- **Entries from a point annotation set**:
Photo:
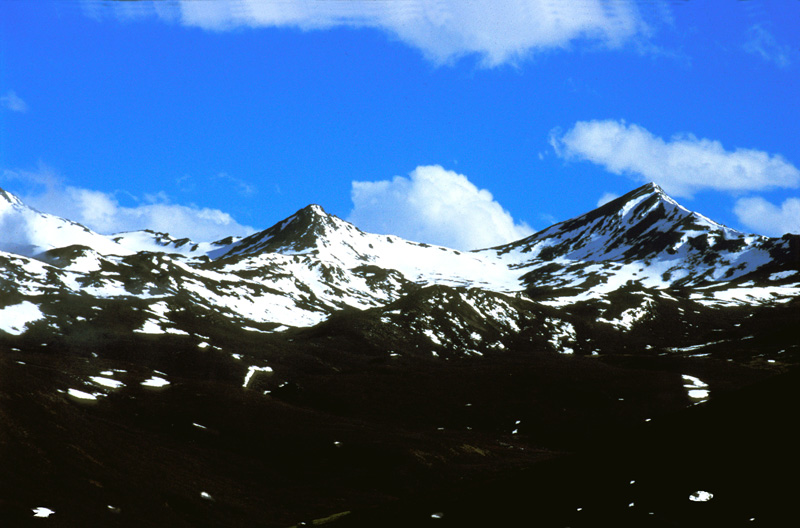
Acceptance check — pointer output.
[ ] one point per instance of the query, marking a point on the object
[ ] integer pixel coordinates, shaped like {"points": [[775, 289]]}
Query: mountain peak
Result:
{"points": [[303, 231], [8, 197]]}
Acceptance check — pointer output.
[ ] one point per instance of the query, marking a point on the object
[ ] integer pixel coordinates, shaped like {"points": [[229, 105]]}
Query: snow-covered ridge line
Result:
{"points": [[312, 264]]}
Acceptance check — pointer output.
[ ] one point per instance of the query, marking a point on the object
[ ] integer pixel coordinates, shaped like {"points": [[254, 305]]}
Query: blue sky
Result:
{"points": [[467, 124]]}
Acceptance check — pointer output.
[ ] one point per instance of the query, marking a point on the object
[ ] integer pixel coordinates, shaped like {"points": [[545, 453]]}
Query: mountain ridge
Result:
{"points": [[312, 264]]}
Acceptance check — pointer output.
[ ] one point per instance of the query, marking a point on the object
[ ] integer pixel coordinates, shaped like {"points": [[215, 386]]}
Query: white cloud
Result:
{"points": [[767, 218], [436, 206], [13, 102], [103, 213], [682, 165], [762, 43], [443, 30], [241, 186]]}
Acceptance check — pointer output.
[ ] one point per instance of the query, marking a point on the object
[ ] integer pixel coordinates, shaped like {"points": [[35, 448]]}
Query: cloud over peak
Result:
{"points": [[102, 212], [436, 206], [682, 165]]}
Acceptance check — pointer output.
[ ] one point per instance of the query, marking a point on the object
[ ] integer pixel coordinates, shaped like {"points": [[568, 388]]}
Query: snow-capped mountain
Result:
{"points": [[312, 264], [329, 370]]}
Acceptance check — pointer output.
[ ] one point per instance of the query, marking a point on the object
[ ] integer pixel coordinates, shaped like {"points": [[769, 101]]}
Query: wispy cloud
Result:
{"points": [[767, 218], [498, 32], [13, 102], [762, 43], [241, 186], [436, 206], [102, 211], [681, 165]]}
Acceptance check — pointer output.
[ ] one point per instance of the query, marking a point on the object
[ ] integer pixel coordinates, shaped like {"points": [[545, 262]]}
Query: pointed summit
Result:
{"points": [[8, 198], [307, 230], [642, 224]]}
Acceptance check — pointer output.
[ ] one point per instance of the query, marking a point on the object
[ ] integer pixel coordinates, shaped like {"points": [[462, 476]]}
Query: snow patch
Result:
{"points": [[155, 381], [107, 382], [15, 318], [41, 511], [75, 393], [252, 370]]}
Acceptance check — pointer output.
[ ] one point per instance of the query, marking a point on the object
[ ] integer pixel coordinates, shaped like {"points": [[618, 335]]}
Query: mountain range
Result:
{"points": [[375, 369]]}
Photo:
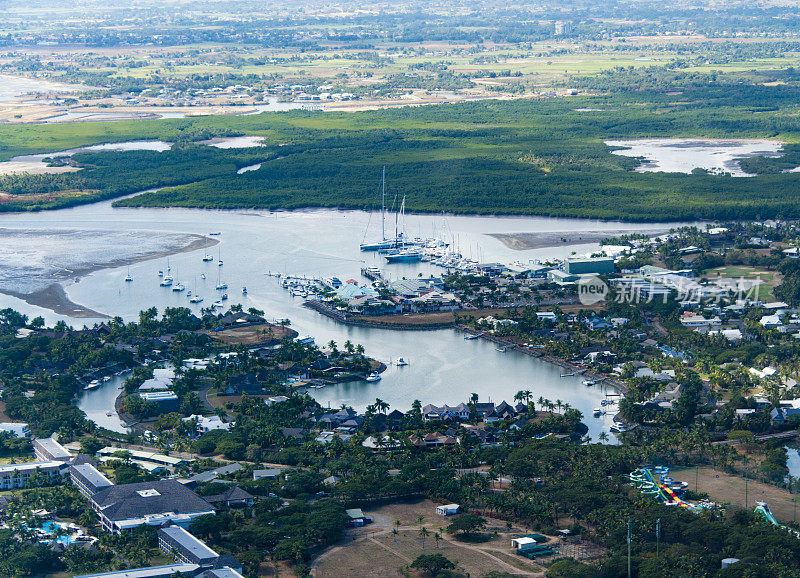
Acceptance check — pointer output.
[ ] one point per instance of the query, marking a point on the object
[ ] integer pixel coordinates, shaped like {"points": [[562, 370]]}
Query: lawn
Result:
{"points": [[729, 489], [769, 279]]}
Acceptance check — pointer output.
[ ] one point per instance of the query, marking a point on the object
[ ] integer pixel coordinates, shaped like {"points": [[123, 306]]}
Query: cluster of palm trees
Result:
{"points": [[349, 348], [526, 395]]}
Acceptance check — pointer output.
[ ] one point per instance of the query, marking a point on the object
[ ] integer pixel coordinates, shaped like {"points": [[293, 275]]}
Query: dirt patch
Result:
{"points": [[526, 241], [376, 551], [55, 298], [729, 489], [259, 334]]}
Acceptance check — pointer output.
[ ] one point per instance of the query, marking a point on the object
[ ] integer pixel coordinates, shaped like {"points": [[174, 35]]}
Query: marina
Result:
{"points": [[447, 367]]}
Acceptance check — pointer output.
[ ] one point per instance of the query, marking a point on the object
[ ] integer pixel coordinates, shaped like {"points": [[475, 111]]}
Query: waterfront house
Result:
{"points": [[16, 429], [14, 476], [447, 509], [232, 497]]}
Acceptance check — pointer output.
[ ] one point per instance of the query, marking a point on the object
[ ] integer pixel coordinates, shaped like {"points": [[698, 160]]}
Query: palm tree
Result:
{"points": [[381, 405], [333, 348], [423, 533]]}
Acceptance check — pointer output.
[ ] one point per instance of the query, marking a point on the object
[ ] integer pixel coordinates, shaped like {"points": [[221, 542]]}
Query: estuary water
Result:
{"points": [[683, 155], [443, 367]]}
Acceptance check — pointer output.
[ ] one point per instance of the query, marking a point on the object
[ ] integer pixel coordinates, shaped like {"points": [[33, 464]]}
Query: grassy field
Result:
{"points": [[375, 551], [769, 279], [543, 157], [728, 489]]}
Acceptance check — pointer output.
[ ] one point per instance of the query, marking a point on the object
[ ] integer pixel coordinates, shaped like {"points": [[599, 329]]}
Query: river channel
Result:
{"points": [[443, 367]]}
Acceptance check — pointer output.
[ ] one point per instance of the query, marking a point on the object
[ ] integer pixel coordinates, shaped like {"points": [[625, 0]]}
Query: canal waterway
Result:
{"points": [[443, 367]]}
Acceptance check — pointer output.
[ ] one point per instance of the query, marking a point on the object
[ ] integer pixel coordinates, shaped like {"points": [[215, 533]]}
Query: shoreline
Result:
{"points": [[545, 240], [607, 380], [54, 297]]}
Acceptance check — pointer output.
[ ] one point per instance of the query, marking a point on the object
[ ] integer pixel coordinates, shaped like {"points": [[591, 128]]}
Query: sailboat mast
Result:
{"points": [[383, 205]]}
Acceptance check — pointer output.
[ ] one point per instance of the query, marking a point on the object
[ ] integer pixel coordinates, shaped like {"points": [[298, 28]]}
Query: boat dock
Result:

- **GOAL OF THE EXERCISE**: Count the lines in the material that contain the string "peak", treating uppercase and lowercase as different. Give only the number.

- **FINISHED ANSWER**: 2